**Task instructions:**
Search the data for the word "metal". Reproduce every line where it is found.
◇ ◇ ◇ ◇
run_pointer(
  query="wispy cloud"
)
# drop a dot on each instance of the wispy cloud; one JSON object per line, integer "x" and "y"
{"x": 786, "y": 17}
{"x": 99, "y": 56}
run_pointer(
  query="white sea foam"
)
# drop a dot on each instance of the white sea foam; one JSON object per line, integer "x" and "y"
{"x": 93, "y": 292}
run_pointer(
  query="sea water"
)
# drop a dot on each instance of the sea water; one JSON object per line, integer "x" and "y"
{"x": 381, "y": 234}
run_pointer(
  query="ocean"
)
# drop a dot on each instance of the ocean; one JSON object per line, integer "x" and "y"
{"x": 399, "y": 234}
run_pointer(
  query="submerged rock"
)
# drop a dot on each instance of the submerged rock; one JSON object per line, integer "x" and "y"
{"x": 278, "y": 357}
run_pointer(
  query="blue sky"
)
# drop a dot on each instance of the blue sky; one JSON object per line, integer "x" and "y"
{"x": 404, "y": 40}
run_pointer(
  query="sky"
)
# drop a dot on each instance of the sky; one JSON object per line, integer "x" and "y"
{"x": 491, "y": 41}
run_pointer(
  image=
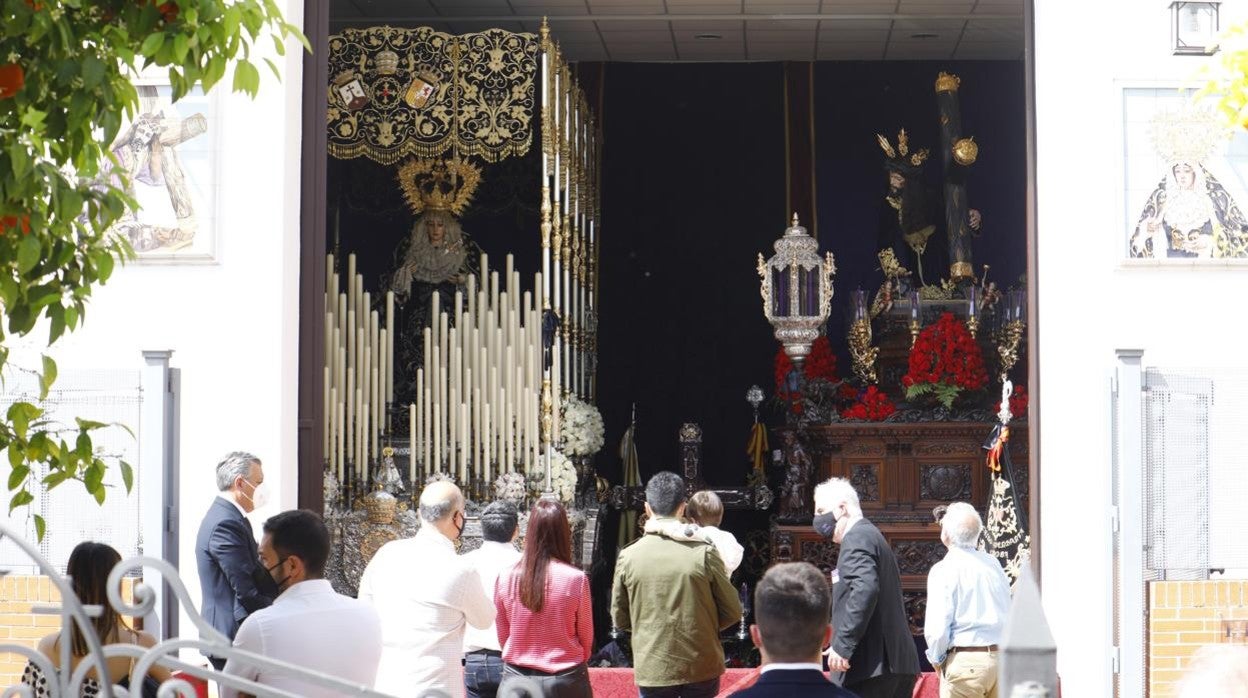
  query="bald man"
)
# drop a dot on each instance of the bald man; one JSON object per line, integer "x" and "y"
{"x": 426, "y": 596}
{"x": 967, "y": 606}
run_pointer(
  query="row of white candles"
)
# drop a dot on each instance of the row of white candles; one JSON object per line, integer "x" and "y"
{"x": 358, "y": 372}
{"x": 479, "y": 390}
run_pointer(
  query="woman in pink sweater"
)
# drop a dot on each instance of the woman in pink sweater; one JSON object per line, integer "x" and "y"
{"x": 546, "y": 623}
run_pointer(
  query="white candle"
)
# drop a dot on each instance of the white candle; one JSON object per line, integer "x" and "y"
{"x": 351, "y": 280}
{"x": 469, "y": 428}
{"x": 416, "y": 433}
{"x": 383, "y": 396}
{"x": 509, "y": 267}
{"x": 411, "y": 453}
{"x": 438, "y": 402}
{"x": 350, "y": 397}
{"x": 332, "y": 410}
{"x": 376, "y": 411}
{"x": 341, "y": 435}
{"x": 352, "y": 358}
{"x": 478, "y": 445}
{"x": 508, "y": 431}
{"x": 472, "y": 297}
{"x": 363, "y": 445}
{"x": 325, "y": 413}
{"x": 437, "y": 437}
{"x": 428, "y": 353}
{"x": 427, "y": 431}
{"x": 463, "y": 446}
{"x": 516, "y": 294}
{"x": 434, "y": 311}
{"x": 452, "y": 432}
{"x": 487, "y": 443}
{"x": 360, "y": 432}
{"x": 390, "y": 346}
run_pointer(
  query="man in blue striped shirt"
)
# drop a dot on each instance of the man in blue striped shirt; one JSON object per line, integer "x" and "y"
{"x": 967, "y": 606}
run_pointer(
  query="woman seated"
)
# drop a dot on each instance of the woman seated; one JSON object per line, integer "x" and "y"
{"x": 89, "y": 567}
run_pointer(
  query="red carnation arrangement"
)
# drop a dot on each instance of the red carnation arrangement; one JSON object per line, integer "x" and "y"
{"x": 872, "y": 406}
{"x": 820, "y": 363}
{"x": 1017, "y": 402}
{"x": 944, "y": 362}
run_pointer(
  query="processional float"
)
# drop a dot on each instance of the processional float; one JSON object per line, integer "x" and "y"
{"x": 494, "y": 360}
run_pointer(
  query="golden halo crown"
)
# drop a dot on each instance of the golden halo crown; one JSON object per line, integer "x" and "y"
{"x": 432, "y": 184}
{"x": 1187, "y": 134}
{"x": 901, "y": 156}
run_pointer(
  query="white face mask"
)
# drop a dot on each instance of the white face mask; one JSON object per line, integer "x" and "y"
{"x": 258, "y": 496}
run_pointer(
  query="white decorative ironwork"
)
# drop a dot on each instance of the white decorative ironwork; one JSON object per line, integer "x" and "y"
{"x": 796, "y": 290}
{"x": 64, "y": 683}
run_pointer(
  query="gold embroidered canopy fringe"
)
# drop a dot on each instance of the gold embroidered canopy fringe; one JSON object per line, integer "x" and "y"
{"x": 397, "y": 93}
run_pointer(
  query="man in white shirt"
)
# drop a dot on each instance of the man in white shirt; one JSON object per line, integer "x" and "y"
{"x": 967, "y": 606}
{"x": 426, "y": 596}
{"x": 497, "y": 555}
{"x": 308, "y": 624}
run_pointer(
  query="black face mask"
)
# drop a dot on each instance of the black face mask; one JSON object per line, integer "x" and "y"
{"x": 283, "y": 580}
{"x": 825, "y": 525}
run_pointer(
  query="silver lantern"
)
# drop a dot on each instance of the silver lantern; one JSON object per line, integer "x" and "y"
{"x": 796, "y": 290}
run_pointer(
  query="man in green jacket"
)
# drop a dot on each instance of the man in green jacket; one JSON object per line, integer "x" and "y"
{"x": 675, "y": 597}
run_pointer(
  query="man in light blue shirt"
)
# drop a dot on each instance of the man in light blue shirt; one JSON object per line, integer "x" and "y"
{"x": 967, "y": 604}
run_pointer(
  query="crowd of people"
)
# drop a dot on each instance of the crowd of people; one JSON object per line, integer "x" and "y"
{"x": 432, "y": 622}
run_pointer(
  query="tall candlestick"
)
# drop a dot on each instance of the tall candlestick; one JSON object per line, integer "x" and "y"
{"x": 427, "y": 431}
{"x": 376, "y": 411}
{"x": 331, "y": 408}
{"x": 463, "y": 445}
{"x": 341, "y": 433}
{"x": 390, "y": 346}
{"x": 411, "y": 453}
{"x": 437, "y": 437}
{"x": 325, "y": 413}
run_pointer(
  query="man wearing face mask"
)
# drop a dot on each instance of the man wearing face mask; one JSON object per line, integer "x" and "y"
{"x": 426, "y": 596}
{"x": 308, "y": 624}
{"x": 872, "y": 652}
{"x": 231, "y": 581}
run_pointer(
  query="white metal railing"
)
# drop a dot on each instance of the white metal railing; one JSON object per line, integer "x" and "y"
◇ ◇ ◇ ◇
**Your response:**
  query="white metal railing"
# drop a dot on each instance of the white metal railing; one JSON object per line, integer "x" and "y"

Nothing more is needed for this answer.